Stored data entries
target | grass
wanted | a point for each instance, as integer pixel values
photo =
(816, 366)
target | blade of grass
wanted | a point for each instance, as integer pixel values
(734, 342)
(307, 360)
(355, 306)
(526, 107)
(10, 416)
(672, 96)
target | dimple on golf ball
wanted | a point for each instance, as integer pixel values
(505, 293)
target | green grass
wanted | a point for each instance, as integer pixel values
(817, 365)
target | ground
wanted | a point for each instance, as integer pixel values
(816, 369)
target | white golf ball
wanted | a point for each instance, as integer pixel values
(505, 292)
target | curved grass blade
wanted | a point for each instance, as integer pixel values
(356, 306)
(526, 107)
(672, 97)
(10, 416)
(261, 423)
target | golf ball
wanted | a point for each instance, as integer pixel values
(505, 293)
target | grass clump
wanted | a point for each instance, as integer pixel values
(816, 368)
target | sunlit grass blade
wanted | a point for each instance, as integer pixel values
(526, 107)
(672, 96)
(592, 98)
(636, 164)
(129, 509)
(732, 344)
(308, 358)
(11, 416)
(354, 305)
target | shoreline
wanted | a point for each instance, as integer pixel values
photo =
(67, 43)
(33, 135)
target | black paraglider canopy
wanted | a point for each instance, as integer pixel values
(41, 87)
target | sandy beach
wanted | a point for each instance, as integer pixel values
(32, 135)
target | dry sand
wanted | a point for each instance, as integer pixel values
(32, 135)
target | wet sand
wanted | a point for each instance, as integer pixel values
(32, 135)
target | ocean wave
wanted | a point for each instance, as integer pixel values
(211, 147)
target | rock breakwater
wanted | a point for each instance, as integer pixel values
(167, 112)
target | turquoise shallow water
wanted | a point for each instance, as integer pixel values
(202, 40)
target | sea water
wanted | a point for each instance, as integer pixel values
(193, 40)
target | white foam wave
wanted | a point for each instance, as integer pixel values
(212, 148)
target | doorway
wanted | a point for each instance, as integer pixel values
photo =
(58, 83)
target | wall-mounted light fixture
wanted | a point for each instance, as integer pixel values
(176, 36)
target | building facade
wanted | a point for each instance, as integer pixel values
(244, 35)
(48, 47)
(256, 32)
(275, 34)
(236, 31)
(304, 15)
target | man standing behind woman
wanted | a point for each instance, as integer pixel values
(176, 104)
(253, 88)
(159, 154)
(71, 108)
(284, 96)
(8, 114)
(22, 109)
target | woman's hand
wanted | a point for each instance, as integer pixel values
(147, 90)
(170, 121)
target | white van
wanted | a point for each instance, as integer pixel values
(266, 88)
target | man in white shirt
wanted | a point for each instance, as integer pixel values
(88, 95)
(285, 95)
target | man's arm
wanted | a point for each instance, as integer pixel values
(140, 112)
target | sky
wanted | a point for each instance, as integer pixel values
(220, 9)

...

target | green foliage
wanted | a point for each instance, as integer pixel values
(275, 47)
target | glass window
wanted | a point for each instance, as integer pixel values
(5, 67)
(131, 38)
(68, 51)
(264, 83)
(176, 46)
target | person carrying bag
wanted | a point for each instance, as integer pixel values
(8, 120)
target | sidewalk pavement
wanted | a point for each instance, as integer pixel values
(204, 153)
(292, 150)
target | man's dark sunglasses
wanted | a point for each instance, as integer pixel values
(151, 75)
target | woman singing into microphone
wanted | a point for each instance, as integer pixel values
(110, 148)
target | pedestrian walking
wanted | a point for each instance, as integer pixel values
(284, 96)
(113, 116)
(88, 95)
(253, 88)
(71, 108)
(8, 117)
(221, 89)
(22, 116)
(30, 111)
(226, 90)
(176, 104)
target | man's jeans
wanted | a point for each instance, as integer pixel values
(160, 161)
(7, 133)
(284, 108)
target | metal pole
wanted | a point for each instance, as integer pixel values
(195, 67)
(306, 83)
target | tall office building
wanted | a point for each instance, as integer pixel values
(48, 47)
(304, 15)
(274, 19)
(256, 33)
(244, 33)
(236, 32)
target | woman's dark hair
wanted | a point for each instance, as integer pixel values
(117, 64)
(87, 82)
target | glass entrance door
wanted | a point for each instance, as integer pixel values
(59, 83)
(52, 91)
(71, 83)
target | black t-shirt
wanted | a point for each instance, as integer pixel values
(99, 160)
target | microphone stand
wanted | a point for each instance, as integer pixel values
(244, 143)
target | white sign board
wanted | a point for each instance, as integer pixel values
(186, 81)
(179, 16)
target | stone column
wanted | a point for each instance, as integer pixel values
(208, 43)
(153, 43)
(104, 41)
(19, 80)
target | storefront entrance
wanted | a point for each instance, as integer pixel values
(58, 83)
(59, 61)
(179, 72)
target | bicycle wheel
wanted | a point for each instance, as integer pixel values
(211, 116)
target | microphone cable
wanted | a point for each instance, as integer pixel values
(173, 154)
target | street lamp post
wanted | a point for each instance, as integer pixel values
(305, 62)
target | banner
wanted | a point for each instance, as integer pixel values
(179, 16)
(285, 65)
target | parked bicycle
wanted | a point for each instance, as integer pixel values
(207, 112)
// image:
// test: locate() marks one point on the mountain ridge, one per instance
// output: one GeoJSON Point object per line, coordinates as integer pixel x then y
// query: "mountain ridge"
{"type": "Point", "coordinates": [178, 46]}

Exercise details:
If a line in the entries above contains the word "woman", copy it.

Solved exercise:
target | man standing behind woman
target | woman's hand
target | woman singing into microphone
target | woman's dark hair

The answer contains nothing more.